== Instructions to follow ==
Write out the lines of the items below, starting at the line that contains "of the grassy" and ending at the final line of the items. Reproduce each line character for character.

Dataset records
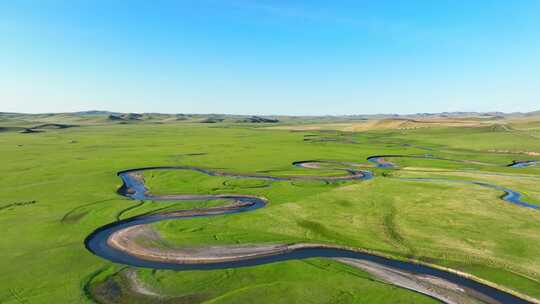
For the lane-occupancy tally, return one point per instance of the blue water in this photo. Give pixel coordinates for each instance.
(97, 241)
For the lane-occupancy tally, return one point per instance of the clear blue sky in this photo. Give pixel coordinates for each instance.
(270, 57)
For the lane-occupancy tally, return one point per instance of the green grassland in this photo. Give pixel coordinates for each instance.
(59, 185)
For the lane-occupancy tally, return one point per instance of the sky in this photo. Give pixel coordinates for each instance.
(309, 57)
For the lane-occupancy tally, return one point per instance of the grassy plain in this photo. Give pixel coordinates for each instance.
(70, 174)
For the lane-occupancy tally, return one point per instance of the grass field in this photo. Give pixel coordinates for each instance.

== Exercise answer ==
For the lane-occupancy tally, return one point per instance of the grassy plain in this photo. Give pixel coordinates for each instance.
(70, 174)
For the lane-occupancy tally, return one point per instance of the grass field in this photo. Give pixel coordinates for each instance.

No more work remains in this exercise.